**WHAT IS BEING ASKED**.
Show each line of the records below where the word "glass" occurs.

Segment Start: SUPPLIED RECORDS

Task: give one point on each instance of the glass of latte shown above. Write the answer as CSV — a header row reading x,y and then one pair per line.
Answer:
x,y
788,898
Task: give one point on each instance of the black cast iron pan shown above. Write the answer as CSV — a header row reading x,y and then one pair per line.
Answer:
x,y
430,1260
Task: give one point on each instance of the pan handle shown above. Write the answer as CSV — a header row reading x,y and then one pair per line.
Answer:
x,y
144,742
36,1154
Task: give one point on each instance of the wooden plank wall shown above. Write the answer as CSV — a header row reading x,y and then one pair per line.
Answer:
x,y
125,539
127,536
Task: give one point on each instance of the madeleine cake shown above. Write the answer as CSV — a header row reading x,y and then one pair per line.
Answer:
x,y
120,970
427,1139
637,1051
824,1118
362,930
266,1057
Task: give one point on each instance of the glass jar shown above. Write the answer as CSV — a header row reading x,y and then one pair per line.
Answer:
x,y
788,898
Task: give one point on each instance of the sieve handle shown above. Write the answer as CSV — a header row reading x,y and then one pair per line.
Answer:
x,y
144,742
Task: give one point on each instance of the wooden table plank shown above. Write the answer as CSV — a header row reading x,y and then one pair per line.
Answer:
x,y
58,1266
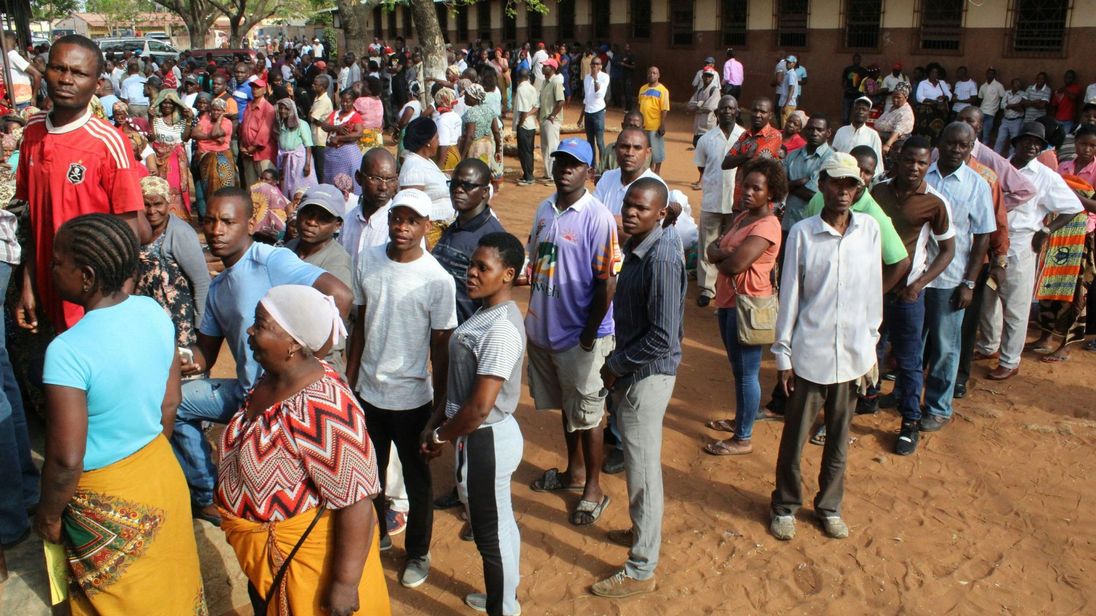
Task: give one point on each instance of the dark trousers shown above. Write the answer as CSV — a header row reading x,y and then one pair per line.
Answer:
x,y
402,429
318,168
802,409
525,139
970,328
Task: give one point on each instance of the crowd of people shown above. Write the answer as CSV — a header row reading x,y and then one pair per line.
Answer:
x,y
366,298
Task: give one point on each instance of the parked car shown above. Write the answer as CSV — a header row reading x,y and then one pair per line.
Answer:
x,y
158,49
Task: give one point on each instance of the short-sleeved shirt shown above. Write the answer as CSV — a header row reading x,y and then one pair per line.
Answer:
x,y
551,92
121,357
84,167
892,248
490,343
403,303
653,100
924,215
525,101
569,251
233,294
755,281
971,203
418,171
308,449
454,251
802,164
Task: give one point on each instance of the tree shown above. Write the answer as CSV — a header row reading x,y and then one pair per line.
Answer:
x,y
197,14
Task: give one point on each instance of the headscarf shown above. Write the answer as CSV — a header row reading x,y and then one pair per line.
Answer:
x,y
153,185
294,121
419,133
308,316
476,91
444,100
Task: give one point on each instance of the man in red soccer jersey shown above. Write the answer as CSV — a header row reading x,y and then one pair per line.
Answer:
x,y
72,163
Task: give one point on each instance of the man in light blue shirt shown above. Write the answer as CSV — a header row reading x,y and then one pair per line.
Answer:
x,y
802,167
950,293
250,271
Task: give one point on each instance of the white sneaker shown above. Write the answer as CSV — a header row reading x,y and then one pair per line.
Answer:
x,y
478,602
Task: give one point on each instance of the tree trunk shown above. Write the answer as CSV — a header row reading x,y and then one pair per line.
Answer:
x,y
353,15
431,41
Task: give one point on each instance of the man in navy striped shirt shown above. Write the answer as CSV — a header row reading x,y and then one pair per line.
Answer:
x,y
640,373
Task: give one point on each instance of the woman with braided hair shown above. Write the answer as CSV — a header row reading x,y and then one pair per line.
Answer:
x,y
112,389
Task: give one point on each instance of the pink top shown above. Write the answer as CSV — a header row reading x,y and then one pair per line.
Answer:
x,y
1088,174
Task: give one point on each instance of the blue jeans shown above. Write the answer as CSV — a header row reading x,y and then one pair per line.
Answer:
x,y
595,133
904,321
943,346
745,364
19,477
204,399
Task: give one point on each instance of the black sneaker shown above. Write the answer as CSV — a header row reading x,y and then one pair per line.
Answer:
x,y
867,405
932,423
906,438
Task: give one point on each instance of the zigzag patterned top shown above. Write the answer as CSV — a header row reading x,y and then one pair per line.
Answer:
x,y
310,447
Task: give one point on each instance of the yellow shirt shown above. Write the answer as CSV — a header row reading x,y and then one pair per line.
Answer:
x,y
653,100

Segment End: SUPPLIED RECORDS
Segment Start: SUPPLIED RECORDS

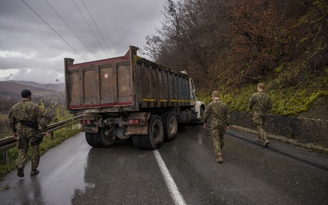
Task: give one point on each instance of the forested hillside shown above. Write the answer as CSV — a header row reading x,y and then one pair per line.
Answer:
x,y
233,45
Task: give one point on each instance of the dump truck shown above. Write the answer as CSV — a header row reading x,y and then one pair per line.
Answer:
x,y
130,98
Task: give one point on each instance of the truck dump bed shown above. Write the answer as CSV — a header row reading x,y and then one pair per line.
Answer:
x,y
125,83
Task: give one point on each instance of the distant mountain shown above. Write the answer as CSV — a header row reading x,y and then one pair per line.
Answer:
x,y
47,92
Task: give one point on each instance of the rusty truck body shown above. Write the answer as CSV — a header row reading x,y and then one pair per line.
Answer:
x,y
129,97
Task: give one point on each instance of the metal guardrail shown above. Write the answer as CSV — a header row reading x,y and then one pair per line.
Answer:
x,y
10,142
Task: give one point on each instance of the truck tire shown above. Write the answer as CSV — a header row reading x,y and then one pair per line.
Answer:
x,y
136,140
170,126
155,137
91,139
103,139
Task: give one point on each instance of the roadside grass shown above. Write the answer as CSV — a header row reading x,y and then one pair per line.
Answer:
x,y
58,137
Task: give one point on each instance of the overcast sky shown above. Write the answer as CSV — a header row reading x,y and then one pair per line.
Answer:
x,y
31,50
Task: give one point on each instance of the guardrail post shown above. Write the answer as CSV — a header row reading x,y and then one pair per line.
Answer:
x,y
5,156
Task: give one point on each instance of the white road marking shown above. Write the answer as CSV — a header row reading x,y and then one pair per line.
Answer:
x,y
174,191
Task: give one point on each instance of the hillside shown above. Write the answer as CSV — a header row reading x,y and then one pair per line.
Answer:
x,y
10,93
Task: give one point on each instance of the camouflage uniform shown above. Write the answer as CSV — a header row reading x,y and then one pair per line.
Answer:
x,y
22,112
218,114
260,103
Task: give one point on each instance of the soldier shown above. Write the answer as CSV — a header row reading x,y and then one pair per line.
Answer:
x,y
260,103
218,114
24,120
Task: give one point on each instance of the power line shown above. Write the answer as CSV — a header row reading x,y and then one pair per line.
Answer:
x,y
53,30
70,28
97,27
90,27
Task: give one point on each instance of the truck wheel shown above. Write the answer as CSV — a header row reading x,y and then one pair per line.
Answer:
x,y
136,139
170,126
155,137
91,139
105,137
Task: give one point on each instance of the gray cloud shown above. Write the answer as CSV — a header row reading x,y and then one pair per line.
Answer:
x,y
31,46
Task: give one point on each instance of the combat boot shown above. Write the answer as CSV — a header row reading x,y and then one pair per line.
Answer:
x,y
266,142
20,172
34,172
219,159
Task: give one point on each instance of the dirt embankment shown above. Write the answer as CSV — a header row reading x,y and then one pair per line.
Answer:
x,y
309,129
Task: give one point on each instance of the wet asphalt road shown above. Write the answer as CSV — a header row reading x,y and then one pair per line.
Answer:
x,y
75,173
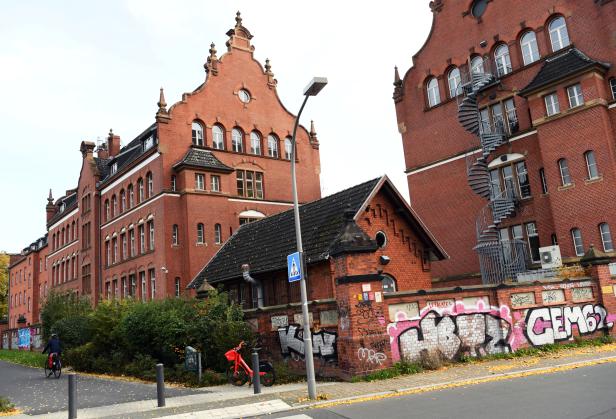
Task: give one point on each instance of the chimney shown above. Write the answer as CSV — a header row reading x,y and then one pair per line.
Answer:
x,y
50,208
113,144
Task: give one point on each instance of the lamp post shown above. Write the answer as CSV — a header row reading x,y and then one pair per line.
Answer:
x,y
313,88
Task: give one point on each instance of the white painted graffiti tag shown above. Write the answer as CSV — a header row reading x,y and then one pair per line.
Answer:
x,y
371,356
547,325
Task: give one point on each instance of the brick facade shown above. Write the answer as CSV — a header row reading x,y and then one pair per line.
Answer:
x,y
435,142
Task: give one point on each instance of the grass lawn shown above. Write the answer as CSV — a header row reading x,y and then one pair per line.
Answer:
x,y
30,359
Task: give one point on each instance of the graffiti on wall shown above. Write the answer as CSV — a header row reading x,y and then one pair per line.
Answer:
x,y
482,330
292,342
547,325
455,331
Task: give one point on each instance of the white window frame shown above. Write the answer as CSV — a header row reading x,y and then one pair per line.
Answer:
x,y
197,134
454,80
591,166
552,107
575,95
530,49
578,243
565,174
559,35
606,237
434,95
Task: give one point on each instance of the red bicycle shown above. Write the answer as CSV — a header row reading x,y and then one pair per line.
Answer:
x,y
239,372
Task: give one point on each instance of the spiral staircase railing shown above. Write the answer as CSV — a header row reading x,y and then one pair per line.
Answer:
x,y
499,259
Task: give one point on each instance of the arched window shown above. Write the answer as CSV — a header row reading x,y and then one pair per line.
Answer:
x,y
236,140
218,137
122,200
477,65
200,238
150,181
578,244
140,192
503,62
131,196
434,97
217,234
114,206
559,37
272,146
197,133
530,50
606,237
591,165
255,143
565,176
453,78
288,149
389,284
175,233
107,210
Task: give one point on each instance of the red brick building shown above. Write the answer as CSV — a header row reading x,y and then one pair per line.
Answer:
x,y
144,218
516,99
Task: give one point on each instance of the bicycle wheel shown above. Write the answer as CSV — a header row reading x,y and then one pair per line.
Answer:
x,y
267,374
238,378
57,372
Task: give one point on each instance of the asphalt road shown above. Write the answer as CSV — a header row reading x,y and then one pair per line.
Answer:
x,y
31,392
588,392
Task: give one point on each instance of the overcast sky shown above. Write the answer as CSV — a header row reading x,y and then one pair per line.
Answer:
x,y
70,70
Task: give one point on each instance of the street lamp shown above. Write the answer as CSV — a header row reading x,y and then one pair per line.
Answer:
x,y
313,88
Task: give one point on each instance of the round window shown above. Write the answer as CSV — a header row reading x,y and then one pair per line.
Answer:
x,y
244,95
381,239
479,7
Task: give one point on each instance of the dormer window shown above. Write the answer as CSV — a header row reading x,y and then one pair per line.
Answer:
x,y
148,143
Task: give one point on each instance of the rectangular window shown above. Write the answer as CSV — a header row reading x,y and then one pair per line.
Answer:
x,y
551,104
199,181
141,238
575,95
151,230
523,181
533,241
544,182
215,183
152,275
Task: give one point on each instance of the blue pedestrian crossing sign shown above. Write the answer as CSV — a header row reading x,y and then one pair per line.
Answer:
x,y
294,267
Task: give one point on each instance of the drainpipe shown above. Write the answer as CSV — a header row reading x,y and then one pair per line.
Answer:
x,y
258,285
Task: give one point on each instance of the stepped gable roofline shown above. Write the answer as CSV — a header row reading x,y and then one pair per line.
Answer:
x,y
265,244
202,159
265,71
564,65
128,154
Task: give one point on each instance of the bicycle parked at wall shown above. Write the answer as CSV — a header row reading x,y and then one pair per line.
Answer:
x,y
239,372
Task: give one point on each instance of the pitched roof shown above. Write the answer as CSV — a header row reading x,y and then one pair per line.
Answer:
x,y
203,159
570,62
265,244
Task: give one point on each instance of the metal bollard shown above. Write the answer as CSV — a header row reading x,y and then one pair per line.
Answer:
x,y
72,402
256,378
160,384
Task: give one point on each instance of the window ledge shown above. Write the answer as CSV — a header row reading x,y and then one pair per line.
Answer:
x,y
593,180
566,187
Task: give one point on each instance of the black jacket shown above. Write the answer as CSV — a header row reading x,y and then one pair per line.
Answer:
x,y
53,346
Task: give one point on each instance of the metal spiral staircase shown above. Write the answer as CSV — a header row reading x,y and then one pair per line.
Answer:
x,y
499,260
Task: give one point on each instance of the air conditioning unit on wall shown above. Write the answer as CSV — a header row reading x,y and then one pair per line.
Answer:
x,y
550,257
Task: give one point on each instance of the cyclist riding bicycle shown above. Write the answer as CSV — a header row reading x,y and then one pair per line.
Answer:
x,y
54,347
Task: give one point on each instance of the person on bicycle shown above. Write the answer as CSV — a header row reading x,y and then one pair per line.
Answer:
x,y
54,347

Segment End: SUPPLIED RECORDS

**RESPONSE BOX**.
Task: give one point on each instance of the glass of latte shown above. Write the answer as CSV — a header row reading x,y and then one pair per line.
Task: give one point on each instance of the glass jar shown above. Write the answer as CSV — a header row reading x,y and then one pair per line.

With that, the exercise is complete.